Exercise requirements: How many lines in the records contain the string "chair"? Give only the number.

Picture annotation entries:
-=-=-=-=-

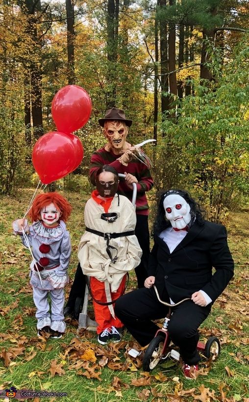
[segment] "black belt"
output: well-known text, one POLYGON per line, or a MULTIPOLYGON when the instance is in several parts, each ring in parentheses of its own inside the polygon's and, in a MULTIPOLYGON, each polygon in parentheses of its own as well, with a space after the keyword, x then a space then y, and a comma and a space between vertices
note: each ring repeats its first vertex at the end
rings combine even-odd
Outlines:
POLYGON ((113 233, 104 233, 102 232, 99 232, 98 230, 95 230, 94 229, 90 229, 90 228, 86 227, 86 231, 87 232, 90 232, 91 233, 94 233, 95 235, 97 235, 98 236, 101 236, 101 237, 104 238, 104 240, 106 241, 106 252, 109 258, 110 259, 111 261, 113 264, 115 264, 118 259, 118 249, 116 248, 116 247, 113 247, 113 246, 112 246, 109 244, 111 239, 117 239, 118 237, 124 237, 124 236, 130 236, 132 235, 135 235, 135 230, 129 230, 127 232, 122 232, 120 233, 116 233, 114 232, 113 233), (110 248, 112 248, 113 250, 116 250, 116 254, 115 257, 112 257, 112 253, 110 249, 110 248))
POLYGON ((98 230, 95 230, 95 229, 90 229, 90 228, 86 227, 87 232, 91 232, 91 233, 94 233, 95 235, 98 235, 98 236, 101 236, 103 237, 105 240, 107 240, 108 238, 117 239, 117 237, 124 237, 124 236, 131 236, 132 235, 135 235, 135 230, 129 230, 127 232, 122 232, 121 233, 116 233, 114 232, 113 233, 106 232, 104 233, 103 232, 99 232, 98 230))

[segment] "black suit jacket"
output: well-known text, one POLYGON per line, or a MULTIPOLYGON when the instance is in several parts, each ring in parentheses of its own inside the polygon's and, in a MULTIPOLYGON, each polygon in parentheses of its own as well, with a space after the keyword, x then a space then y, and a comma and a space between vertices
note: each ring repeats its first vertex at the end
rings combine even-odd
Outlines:
POLYGON ((155 276, 155 284, 163 299, 165 290, 176 303, 201 290, 213 302, 233 276, 233 270, 226 230, 222 225, 195 222, 171 254, 163 240, 155 236, 149 274, 155 276))

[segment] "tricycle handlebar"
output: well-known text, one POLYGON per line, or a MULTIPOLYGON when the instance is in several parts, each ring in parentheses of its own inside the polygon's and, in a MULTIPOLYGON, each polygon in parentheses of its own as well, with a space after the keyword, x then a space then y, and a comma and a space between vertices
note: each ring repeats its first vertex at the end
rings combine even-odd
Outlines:
POLYGON ((165 306, 168 306, 168 307, 175 307, 176 306, 178 306, 179 304, 181 304, 182 303, 183 303, 184 301, 186 301, 187 300, 191 300, 191 297, 187 297, 185 299, 183 299, 181 300, 180 301, 178 301, 178 303, 175 303, 174 304, 171 304, 170 303, 167 303, 166 301, 164 301, 163 300, 161 300, 160 298, 160 296, 158 294, 158 291, 156 289, 156 287, 154 285, 153 285, 153 287, 154 288, 155 292, 155 294, 156 295, 156 297, 158 299, 158 300, 162 304, 164 304, 165 306))

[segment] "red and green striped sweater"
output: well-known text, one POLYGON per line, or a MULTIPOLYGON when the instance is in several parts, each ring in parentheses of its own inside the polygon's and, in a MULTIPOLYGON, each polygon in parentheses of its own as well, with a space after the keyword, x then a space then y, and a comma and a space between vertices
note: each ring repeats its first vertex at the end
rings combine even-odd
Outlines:
MULTIPOLYGON (((128 166, 124 166, 117 159, 120 155, 116 155, 112 151, 106 151, 105 147, 101 148, 93 153, 91 158, 90 178, 92 184, 95 185, 95 175, 99 168, 103 165, 110 165, 118 173, 127 173, 135 176, 138 180, 137 184, 137 200, 136 202, 136 213, 138 214, 149 215, 149 205, 146 191, 152 188, 153 179, 150 171, 144 163, 139 161, 129 162, 128 166)), ((120 179, 118 192, 127 197, 131 201, 132 190, 126 185, 124 179, 120 179)))

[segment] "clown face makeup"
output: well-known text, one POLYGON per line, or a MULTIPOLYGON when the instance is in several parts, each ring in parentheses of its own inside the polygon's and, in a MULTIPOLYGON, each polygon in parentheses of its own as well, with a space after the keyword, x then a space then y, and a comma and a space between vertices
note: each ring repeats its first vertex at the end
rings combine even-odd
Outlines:
POLYGON ((40 213, 42 220, 46 226, 50 227, 57 226, 56 222, 60 218, 61 212, 58 208, 56 208, 52 202, 44 207, 41 210, 40 213))
POLYGON ((118 155, 124 148, 128 127, 121 121, 107 121, 104 125, 105 135, 113 152, 118 155))
POLYGON ((183 229, 191 220, 190 207, 180 195, 172 194, 163 202, 166 219, 170 220, 173 228, 183 229))
POLYGON ((101 197, 114 197, 118 185, 119 181, 111 172, 102 172, 96 177, 96 188, 101 197))

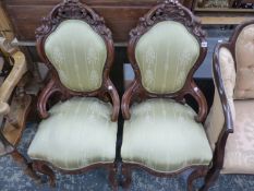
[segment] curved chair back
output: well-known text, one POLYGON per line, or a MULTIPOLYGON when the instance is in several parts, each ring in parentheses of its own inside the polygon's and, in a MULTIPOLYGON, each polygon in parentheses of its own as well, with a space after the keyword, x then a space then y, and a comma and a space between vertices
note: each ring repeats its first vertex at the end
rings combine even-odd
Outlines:
POLYGON ((143 98, 183 100, 191 94, 199 105, 198 120, 204 121, 206 100, 193 74, 206 56, 207 43, 192 12, 178 1, 164 1, 140 20, 130 36, 128 50, 135 72, 130 89, 143 98))

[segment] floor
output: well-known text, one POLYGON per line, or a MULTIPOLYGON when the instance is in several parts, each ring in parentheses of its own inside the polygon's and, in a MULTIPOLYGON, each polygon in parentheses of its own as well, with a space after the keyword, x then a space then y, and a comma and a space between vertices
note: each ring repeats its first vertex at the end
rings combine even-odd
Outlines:
MULTIPOLYGON (((25 130, 19 151, 25 154, 33 139, 36 124, 29 124, 25 130)), ((131 191, 184 191, 188 174, 176 178, 158 178, 142 170, 132 174, 131 191)), ((0 157, 0 191, 110 191, 107 172, 104 169, 92 170, 84 175, 57 174, 57 187, 50 188, 46 177, 43 183, 36 182, 24 172, 23 167, 11 156, 0 157)), ((197 180, 196 187, 202 180, 197 180)), ((123 189, 119 189, 122 191, 123 189)), ((252 191, 254 190, 254 176, 223 175, 210 191, 252 191)))

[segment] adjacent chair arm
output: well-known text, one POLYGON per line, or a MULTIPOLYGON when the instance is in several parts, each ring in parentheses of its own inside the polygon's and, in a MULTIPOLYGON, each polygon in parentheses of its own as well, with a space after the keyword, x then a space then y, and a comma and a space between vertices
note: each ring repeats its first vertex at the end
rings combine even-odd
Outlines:
POLYGON ((10 111, 8 100, 16 84, 27 71, 25 56, 21 51, 14 52, 11 57, 14 60, 14 65, 0 87, 0 115, 5 115, 10 111))
POLYGON ((222 114, 225 117, 223 127, 218 136, 218 141, 215 145, 216 147, 215 147, 214 163, 219 169, 221 169, 223 166, 225 147, 226 147, 228 135, 229 133, 233 133, 233 119, 232 119, 231 108, 228 102, 228 97, 226 94, 223 80, 221 75, 220 62, 219 62, 219 50, 221 47, 225 47, 228 50, 230 50, 228 48, 229 47, 228 44, 219 44, 215 49, 214 62, 213 62, 214 81, 218 89, 219 99, 222 106, 222 114))

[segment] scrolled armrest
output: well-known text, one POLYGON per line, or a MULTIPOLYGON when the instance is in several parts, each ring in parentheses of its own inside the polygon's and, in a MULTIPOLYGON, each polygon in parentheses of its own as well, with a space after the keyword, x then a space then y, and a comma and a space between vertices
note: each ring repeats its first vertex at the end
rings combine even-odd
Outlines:
POLYGON ((205 122, 211 148, 217 150, 217 152, 218 150, 220 151, 220 166, 222 166, 228 134, 233 132, 234 120, 231 110, 234 112, 232 94, 235 82, 235 71, 233 60, 231 60, 232 55, 228 47, 228 44, 219 44, 215 49, 213 59, 215 96, 214 104, 205 122), (231 59, 226 59, 226 57, 231 59))
POLYGON ((225 116, 225 131, 232 133, 235 118, 232 97, 235 84, 235 70, 232 53, 223 44, 216 47, 213 72, 225 116))

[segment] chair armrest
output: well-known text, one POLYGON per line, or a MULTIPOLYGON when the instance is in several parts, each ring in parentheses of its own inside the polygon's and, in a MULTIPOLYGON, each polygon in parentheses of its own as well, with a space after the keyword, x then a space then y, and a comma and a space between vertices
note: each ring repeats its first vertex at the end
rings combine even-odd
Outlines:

-=-=-=-=-

Problem solution: 3